++++ Passage for review

Prevention, diagnosis and treatment of osteoporosis following menopause induced due to oncological disease

Clin Cases Miner Bone Metab. 2009 Sep;6(3):261-3.

Abstract

Owing to the improved effectiveness of the treatment protocols for oncological disease, in the last few years we have seen an increase in the number of women in iatrogenic menopause secondary to integrated oncological treatments or surgical, pharmacological or radiological therapies. Particularly if it is premature, menopause in these subjects, who are already strongly debilitated by the primary pathology, may have heavy physical and psychic repercussions on the quality of life.Particular attention must be paid to the prevention and treatment of osteoporosis, which is linked both to premature cessation of the reproductive capacity and to the treatments for the oncological disease, which may represent an additional risk for the development of premature, severe osteoporosis. Some oncological diseases involve therapies which affect bone metabolism. At the sametime, for example in breast cancer, some bone protective drugs like hormone replacement therapy are controindicated. The introduction for breast cancer of a new category of drugs, aromatase inhibitors, seems to be linked to an increase in bone fractures. Correct treatment of these subjects involves a multidisciplinary specialist approach which we believe can be created through a targeted menopause surgery, which would thus become the ideal place for the evaluation of problems linked to the treatment of cancer and the consequent early menopause.A targeted surgery like this allows us to create individual treatment paths with differentiated timing, and to address questions which are still unanswered, such as the risk of osteoporosis deriving from the effects of aromatase inhibitors on the bones, and the preventive effectiveness of the combination with bisphosphonates.

++++++++
++++ Data excerpts

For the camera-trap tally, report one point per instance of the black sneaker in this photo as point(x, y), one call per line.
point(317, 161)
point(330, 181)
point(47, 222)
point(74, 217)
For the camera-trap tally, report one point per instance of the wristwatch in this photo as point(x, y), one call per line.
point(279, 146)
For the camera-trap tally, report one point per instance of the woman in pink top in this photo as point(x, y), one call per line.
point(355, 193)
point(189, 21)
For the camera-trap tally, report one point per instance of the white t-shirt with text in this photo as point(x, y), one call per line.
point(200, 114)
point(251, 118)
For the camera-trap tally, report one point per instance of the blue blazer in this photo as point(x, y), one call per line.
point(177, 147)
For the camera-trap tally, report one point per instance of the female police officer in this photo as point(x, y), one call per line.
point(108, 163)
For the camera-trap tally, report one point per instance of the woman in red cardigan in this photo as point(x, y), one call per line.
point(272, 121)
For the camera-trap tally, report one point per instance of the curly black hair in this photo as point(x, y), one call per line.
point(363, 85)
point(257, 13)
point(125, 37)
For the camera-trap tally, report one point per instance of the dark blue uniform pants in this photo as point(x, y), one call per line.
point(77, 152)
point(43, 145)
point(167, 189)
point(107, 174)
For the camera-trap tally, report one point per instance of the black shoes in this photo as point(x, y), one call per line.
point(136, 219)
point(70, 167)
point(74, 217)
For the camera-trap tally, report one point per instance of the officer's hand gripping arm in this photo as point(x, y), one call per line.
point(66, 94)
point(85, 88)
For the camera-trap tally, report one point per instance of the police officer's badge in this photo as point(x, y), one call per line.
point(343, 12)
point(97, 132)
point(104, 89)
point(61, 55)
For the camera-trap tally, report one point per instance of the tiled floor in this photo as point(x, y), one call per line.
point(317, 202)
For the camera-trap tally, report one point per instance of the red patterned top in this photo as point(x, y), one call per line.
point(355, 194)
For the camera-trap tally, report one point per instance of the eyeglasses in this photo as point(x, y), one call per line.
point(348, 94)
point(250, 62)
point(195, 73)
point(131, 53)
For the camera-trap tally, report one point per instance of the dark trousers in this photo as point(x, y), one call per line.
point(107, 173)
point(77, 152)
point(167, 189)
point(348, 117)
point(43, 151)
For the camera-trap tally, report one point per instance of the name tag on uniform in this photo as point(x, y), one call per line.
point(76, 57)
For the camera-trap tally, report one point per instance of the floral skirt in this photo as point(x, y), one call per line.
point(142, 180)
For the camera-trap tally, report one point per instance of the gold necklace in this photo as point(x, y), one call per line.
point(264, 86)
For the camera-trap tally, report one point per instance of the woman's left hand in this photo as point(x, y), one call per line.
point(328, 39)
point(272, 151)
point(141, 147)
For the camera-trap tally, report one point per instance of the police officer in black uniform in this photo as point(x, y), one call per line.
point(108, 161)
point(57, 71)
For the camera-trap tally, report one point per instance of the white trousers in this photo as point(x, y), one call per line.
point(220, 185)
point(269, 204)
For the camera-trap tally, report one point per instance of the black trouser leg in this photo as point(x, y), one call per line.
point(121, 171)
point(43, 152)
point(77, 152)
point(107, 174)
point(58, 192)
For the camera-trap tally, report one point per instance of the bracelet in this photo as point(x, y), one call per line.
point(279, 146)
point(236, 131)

++++++++
++++ Data excerpts

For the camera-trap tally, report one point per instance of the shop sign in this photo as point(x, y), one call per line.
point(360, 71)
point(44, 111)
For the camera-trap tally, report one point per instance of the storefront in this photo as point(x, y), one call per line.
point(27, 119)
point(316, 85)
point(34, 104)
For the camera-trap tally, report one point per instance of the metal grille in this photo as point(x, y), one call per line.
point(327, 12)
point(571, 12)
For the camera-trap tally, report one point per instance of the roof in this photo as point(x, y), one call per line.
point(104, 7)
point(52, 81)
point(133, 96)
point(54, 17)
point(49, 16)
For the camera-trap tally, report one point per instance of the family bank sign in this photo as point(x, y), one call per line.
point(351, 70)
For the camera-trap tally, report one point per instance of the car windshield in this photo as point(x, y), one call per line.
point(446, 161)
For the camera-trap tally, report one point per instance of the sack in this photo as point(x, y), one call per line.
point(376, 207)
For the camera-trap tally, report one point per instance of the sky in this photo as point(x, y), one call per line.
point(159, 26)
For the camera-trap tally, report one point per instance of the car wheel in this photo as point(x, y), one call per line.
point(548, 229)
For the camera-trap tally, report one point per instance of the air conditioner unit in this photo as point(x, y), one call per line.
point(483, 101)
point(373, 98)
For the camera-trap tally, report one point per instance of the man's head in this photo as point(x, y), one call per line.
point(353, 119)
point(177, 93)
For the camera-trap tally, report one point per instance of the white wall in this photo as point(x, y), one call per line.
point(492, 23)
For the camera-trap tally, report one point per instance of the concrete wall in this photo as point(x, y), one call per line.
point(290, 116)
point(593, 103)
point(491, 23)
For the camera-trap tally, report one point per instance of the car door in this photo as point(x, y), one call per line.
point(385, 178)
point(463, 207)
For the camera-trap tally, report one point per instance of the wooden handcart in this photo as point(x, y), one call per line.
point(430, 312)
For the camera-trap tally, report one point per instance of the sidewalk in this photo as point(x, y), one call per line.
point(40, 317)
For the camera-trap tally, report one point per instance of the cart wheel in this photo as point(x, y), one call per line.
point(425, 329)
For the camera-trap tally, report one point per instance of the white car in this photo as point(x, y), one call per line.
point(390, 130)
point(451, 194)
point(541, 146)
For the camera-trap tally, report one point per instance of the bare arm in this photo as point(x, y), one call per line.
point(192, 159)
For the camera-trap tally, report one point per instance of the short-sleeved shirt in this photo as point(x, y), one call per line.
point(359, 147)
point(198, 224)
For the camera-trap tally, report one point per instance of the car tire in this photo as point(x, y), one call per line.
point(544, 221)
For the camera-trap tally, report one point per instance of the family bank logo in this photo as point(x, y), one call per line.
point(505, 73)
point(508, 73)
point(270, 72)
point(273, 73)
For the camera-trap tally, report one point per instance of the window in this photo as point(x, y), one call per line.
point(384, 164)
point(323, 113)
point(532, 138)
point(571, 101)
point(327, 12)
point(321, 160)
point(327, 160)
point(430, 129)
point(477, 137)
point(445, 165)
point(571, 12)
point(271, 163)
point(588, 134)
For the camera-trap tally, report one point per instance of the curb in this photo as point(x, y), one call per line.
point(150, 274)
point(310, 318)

++++++++

Exercise :: Repeat the abstract on osteoporosis after cancer-induced menopause in full, word for word. The records are separate material and have no connection to the text.

Written reply ::
Prevention, diagnosis and treatment of osteoporosis following menopause induced due to oncological disease

Clin Cases Miner Bone Metab. 2009 Sep;6(3):261-3.

Abstract

Owing to the improved effectiveness of the treatment protocols for oncological disease, in the last few years we have seen an increase in the number of women in iatrogenic menopause secondary to integrated oncological treatments or surgical, pharmacological or radiological therapies. Particularly if it is premature, menopause in these subjects, who are already strongly debilitated by the primary pathology, may have heavy physical and psychic repercussions on the quality of life.Particular attention must be paid to the prevention and treatment of osteoporosis, which is linked both to premature cessation of the reproductive capacity and to the treatments for the oncological disease, which may represent an additional risk for the development of premature, severe osteoporosis. Some oncological diseases involve therapies which affect bone metabolism. At the sametime, for example in breast cancer, some bone protective drugs like hormone replacement therapy are controindicated. The introduction for breast cancer of a new category of drugs, aromatase inhibitors, seems to be linked to an increase in bone fractures. Correct treatment of these subjects involves a multidisciplinary specialist approach which we believe can be created through a targeted menopause surgery, which would thus become the ideal place for the evaluation of problems linked to the treatment of cancer and the consequent early menopause.A targeted surgery like this allows us to create individual treatment paths with differentiated timing, and to address questions which are still unanswered, such as the risk of osteoporosis deriving from the effects of aromatase inhibitors on the bones, and the preventive effectiveness of the combination with bisphosphonates.